Listing —

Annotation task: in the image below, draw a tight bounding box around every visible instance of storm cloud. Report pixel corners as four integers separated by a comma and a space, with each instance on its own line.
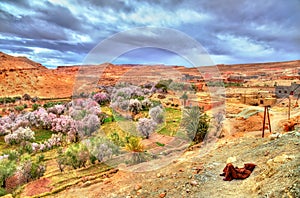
0, 0, 300, 66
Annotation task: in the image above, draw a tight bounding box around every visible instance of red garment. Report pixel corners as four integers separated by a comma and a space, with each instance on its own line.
220, 163, 256, 181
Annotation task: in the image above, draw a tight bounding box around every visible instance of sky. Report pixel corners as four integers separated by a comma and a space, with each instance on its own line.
0, 0, 300, 67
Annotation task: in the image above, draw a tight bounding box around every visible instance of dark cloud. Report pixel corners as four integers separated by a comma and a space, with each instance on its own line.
35, 3, 82, 31
0, 0, 300, 65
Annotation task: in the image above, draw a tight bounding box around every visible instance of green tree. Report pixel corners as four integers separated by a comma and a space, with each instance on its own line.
182, 106, 210, 143
0, 159, 16, 188
180, 92, 189, 107
125, 136, 145, 164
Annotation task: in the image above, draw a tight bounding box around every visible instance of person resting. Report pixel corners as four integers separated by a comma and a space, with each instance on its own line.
220, 163, 256, 181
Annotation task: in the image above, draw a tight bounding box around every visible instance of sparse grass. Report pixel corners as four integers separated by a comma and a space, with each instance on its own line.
158, 108, 181, 136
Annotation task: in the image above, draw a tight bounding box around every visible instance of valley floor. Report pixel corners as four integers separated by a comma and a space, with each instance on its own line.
17, 131, 300, 198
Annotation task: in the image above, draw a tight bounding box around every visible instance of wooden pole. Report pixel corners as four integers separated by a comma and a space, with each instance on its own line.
288, 96, 291, 120
261, 107, 267, 137
267, 107, 272, 133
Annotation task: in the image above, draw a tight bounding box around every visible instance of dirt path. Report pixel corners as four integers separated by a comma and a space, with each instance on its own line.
45, 132, 300, 198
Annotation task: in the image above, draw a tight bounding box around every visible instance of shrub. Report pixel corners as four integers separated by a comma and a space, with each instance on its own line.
142, 98, 153, 110
149, 106, 165, 124
32, 103, 40, 111
137, 118, 157, 138
63, 143, 89, 169
18, 154, 46, 182
125, 136, 145, 164
0, 159, 16, 188
47, 104, 65, 115
109, 132, 124, 146
85, 137, 119, 162
129, 99, 142, 115
4, 127, 34, 145
182, 106, 209, 143
15, 105, 24, 112
93, 93, 110, 105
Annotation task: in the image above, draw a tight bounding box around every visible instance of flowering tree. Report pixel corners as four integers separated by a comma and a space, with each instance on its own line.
4, 127, 34, 145
137, 118, 157, 139
149, 106, 165, 124
129, 99, 142, 115
93, 93, 110, 105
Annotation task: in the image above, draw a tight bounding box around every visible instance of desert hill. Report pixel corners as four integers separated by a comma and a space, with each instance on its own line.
0, 52, 300, 98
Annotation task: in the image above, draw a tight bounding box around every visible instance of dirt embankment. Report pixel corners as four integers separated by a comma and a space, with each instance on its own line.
29, 131, 300, 198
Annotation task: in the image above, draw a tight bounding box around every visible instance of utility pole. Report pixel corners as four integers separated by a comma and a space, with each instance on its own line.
288, 96, 291, 120
261, 106, 272, 137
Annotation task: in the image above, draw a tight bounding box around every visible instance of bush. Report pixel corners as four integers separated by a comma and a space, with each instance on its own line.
182, 106, 209, 143
149, 106, 165, 124
4, 127, 34, 145
85, 137, 119, 162
32, 103, 40, 111
63, 143, 89, 169
18, 154, 46, 182
15, 105, 25, 112
142, 98, 153, 110
43, 102, 62, 109
125, 136, 145, 164
0, 159, 16, 188
93, 93, 110, 105
129, 99, 142, 115
137, 118, 157, 139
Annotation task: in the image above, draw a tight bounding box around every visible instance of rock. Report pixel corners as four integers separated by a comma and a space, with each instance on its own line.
269, 133, 281, 140
226, 156, 236, 164
136, 189, 142, 195
273, 154, 295, 163
156, 173, 162, 178
134, 184, 142, 191
81, 181, 91, 187
190, 180, 198, 186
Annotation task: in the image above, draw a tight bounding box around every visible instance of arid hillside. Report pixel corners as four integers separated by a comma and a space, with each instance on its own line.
0, 52, 300, 98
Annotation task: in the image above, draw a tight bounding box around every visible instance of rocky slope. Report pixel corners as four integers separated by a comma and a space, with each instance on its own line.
39, 131, 300, 198
0, 52, 300, 98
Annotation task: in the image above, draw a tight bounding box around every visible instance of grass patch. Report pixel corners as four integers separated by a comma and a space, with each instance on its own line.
158, 108, 182, 136
155, 142, 165, 146
34, 129, 53, 142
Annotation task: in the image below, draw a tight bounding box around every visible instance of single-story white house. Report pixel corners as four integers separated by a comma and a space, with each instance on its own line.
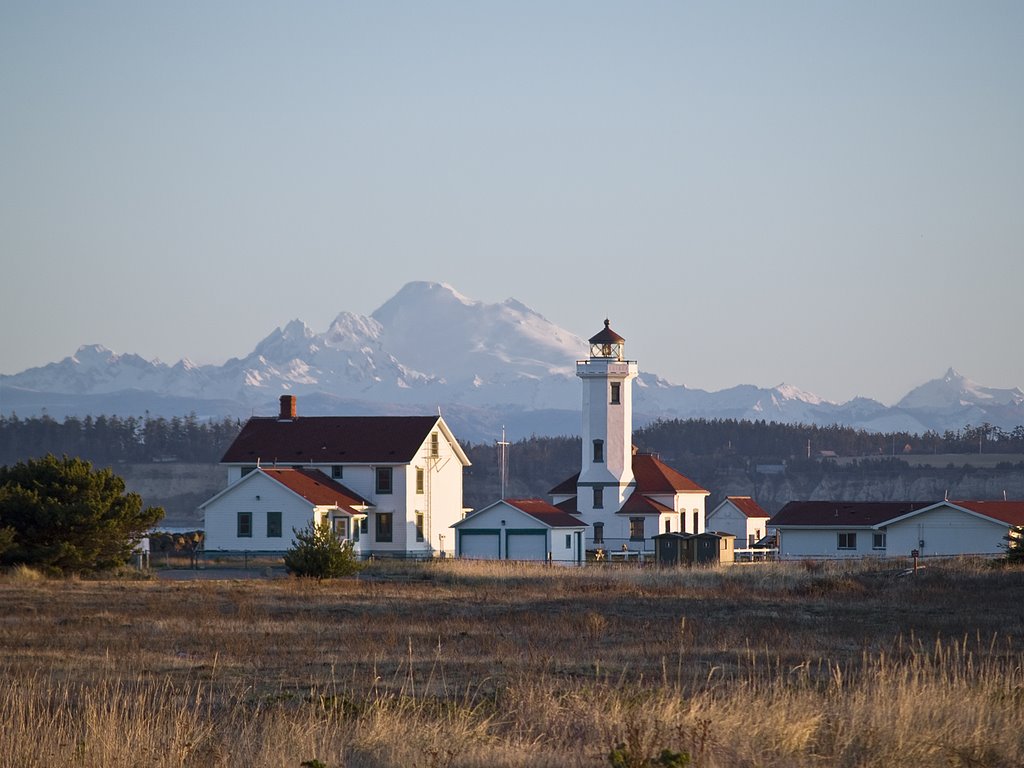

Set exercise —
Copy all of the data above, swapping every "Annotation task" for "Labeling task" and leaving everything else as it is. Omit the pictures from your copy.

Solution for this problem —
Labeling task: in the image below, draw a tight bounding box around every visible instance of storm cloud. Report pixel corners as four integers separated by a comma and a space, with each instance on its own line.
0, 0, 300, 66
Labeling task: in the image above, draw a tight bounding box around every visible instance of red garment. Report pixel corners as four integers separated by a comma and a space, with each instance on its own line.
220, 163, 256, 181
Labeling task: in the image above, draw a tight bounding box around every visible instance of sky. Report pixel corners as four integers separated by a comma and a space, with each instance on its own line.
0, 0, 300, 67
Labeling task: in the image above, draw a tight bounding box around every visible instance of dark cloud. Report pixel corners as four integers separated by a comma and a space, with each instance on its own line.
35, 3, 82, 31
0, 0, 300, 65
Labeling task: in the image above, draw a tight bounding box around every visible instance of green tree. Report pixel corners as four integers separated by a comma and a space, with each instance on its own line.
182, 106, 210, 143
0, 159, 16, 188
180, 92, 189, 107
125, 136, 145, 164
Labeling task: in the image above, draw a tight bounding box around every visible instance of person resting. Report pixel corners as four integers separated by a comma and a space, with each instance on its own line.
220, 163, 256, 181
Labeling task: in the image above, draw a tight bounding box around every visible instance of sparse grass. Report pixel corners as four integers separated by a comma and a space, with each instance on its own line.
158, 108, 181, 136
Labeling task: in the image above, draw a tight bounding box around every visible instance of valley floor. Report pixel corners as four integers separated by a comma and a space, with each instance on its own line.
17, 131, 300, 198
Labeling task: in the image above, draw a tight bounding box around every visible instance of wooden pole. Report pixel corners as four integers separated by a comma and a space, with each instance on its own line.
288, 96, 291, 120
261, 107, 267, 137
267, 107, 272, 133
Labeling task: in the image above, draw a tight bounding box around every visible instance of dirt path. Report pixel corners as four integers separated by a comma and a space, with each instance on its own line.
45, 132, 300, 198
Labeling task: in the image above, draw a tight bounding box around every visible instance of shrub. Report pixel corners as four integers separated by a comma and a space, with each instance on its own line.
142, 98, 153, 110
149, 106, 165, 124
32, 103, 40, 111
137, 118, 157, 138
63, 143, 89, 169
18, 154, 46, 182
125, 136, 145, 164
0, 159, 16, 188
47, 104, 65, 115
109, 132, 124, 146
85, 137, 119, 162
129, 99, 142, 115
4, 127, 34, 145
182, 106, 209, 143
15, 105, 24, 112
93, 93, 110, 105
Labeling task: in the image above, draw a tight bounding box around every visible instance of flowering tree. Report pixel corners as four integers separated by a comma and a space, with each instance on its own line.
4, 127, 34, 145
137, 118, 157, 139
149, 106, 165, 124
129, 99, 142, 115
93, 93, 110, 105
Labeling task: in the image above, draw a tight bounding box around every visible instance of desert hill. Report pixel corners as four integers separated by a comma and a space, with each instance on its own line.
0, 52, 300, 98
Labeling task: in the image above, draw a tight bounding box around every visible instance of dirt embankment. Report pixel corners as four integers separated by a comma and a space, with each instance on its own line.
29, 131, 300, 198
Labeling task: in the image above, draw a tight bounding box around every visible instance of utility pole. Report pixel corners as four integers separated by a comma and a space, with each instance on its own line.
288, 96, 291, 120
261, 106, 272, 137
Labeling task: in the image above, draw a tight bounding box around every visible instance of bush. Report pixel corners as four integers separated by a comma and a space, with each instance on its own line.
182, 106, 209, 143
149, 106, 165, 124
4, 127, 34, 145
85, 137, 119, 162
32, 103, 40, 111
63, 143, 89, 169
18, 154, 46, 182
15, 105, 25, 112
142, 98, 153, 110
43, 102, 62, 109
125, 136, 145, 164
0, 159, 16, 188
93, 93, 110, 105
129, 99, 142, 115
137, 118, 157, 139
Labeling task: in the image above, draw a tight bounding box around every visible instance of rock. Report pixel corners as four integers separated by a comma and a space, with each instance on its own line.
269, 133, 281, 140
226, 156, 236, 164
136, 189, 142, 195
273, 154, 295, 163
156, 173, 162, 178
134, 184, 142, 191
81, 181, 91, 187
190, 180, 198, 186
Labeling task: in the image above, draw a tight bounding box around every visible instance of arid hillside. Report pixel corners as four integers separated by a comma and a space, with each instance on its own line.
0, 52, 300, 98
Labeling task: in the image above, draw a tight bounding box around every visible instance of rocky slope. Report pixel corners as four integers separated by a comma and a space, with each instance on its own line.
39, 131, 300, 198
0, 52, 300, 98
Labeling task: in the image above, draw a tight bounding box around every visible instance of grass patch. Report pixel corners as four integers separated by a comma and a space, with each instance on its own line.
158, 108, 182, 136
155, 142, 165, 146
34, 129, 53, 142
Labeling task: in the image below, draw a tight bounding box around every visible instance of single-story white house. Report pixel corners as four integers separated by a comma and a space, with each instance on its own line.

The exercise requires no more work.